**Extracted entries**:
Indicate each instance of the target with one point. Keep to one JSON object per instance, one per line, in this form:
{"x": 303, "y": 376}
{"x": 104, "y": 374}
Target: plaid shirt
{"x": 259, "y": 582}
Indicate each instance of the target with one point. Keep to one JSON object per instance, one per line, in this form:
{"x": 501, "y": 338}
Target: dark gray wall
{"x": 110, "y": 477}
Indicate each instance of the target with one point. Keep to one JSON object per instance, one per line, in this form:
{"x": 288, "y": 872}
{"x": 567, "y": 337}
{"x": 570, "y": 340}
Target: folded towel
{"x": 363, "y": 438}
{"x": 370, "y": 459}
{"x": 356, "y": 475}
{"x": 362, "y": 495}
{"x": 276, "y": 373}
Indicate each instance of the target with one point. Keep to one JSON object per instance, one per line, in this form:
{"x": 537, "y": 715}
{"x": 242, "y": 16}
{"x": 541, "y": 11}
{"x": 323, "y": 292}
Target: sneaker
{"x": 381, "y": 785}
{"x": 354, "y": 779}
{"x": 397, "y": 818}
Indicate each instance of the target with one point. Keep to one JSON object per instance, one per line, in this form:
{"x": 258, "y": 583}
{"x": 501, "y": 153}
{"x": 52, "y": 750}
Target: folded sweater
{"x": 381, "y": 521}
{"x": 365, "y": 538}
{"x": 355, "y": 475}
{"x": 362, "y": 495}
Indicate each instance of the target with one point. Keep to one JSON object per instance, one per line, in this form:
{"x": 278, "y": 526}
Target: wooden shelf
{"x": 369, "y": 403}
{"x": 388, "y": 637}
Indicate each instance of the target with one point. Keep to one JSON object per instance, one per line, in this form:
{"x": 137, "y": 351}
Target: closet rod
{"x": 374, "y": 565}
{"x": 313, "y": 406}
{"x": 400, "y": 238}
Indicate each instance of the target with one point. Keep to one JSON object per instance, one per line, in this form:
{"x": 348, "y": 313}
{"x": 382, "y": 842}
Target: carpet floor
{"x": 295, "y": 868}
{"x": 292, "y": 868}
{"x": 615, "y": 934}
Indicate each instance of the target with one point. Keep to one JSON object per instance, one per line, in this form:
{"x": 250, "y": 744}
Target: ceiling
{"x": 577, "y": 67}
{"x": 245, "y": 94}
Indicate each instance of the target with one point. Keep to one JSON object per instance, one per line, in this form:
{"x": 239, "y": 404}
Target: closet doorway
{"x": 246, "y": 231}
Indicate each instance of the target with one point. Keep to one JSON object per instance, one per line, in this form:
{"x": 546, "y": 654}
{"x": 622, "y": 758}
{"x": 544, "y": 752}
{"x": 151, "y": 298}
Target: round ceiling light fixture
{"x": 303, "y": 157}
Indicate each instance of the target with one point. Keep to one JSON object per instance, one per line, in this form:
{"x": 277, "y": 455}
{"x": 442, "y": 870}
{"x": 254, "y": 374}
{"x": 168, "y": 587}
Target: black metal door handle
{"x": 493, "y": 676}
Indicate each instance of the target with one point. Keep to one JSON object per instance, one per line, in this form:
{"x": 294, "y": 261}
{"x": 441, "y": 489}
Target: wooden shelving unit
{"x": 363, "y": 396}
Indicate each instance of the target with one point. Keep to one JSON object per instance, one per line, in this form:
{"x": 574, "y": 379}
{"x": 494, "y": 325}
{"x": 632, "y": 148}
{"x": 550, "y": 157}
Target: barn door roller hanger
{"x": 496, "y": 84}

**Exercise directions**: Would you please output every record again, exactly?

**Your solution**:
Indicate each instance of the target with one point. Keep to one JSON object per instance, one per line, in this form:
{"x": 303, "y": 376}
{"x": 104, "y": 374}
Target: plaid shirt
{"x": 259, "y": 582}
Indicate each instance of the target with one point. Keep to one JSON object per instance, one per line, in this form:
{"x": 501, "y": 338}
Target: dark gray wall
{"x": 110, "y": 477}
Indicate each instance of the target with one point. Keep to one JSON object per instance, one per line, in this form:
{"x": 288, "y": 872}
{"x": 567, "y": 337}
{"x": 570, "y": 340}
Target: folded towel
{"x": 363, "y": 438}
{"x": 370, "y": 459}
{"x": 356, "y": 475}
{"x": 362, "y": 495}
{"x": 276, "y": 373}
Indicate each instance of the target with one point. Keep to one JSON object per instance, one per line, in this form:
{"x": 537, "y": 715}
{"x": 242, "y": 16}
{"x": 541, "y": 11}
{"x": 323, "y": 292}
Target: sneaker
{"x": 381, "y": 785}
{"x": 354, "y": 779}
{"x": 397, "y": 818}
Indicate each instance of the target with one point. Keep to one JSON object per instance, one per line, in this form:
{"x": 258, "y": 583}
{"x": 501, "y": 153}
{"x": 52, "y": 750}
Target: folded sweater
{"x": 381, "y": 521}
{"x": 365, "y": 538}
{"x": 355, "y": 475}
{"x": 362, "y": 495}
Indicate each instance of the target with one point. Keep to one JSON object per instance, one per line, in this form:
{"x": 278, "y": 526}
Target: wooden shelf
{"x": 369, "y": 403}
{"x": 388, "y": 637}
Indicate each instance of the target with one point. Keep to one JSON object per instance, one per line, in this form:
{"x": 137, "y": 351}
Target: closet rod
{"x": 374, "y": 565}
{"x": 313, "y": 406}
{"x": 400, "y": 238}
Indicate each instance of the target with one point. Keep to one JSON object per instance, one per line, in this form:
{"x": 348, "y": 313}
{"x": 382, "y": 842}
Target: carpet floor
{"x": 295, "y": 868}
{"x": 292, "y": 868}
{"x": 615, "y": 934}
Indicate each instance of the target with one point. Keep to one JSON object per instance, one per line, in this form:
{"x": 250, "y": 744}
Target: ceiling
{"x": 577, "y": 67}
{"x": 245, "y": 94}
Indicate each instance of the target with one point. Keep to one JSON object per instance, one per line, in this form:
{"x": 239, "y": 404}
Target: closet doorway
{"x": 246, "y": 231}
Indicate each instance of the target with one point. Keep to one JSON object per instance, one per line, in this form:
{"x": 546, "y": 654}
{"x": 622, "y": 758}
{"x": 544, "y": 752}
{"x": 151, "y": 298}
Target: round ceiling light fixture
{"x": 303, "y": 157}
Indicate each instance of the target with one point. Keep to one JSON object per instance, one per line, in this form:
{"x": 277, "y": 455}
{"x": 442, "y": 870}
{"x": 254, "y": 374}
{"x": 168, "y": 587}
Target: black metal door handle
{"x": 493, "y": 676}
Indicate each instance of the target with one point. Keep to one JSON object per instance, one per line, in this form:
{"x": 294, "y": 261}
{"x": 441, "y": 489}
Target: wooden shelving unit
{"x": 363, "y": 396}
Indicate each instance of the target with one point. Keep to one JSON object per instance, one per line, in this form:
{"x": 574, "y": 379}
{"x": 494, "y": 325}
{"x": 632, "y": 148}
{"x": 550, "y": 157}
Target: barn door roller hanger
{"x": 496, "y": 84}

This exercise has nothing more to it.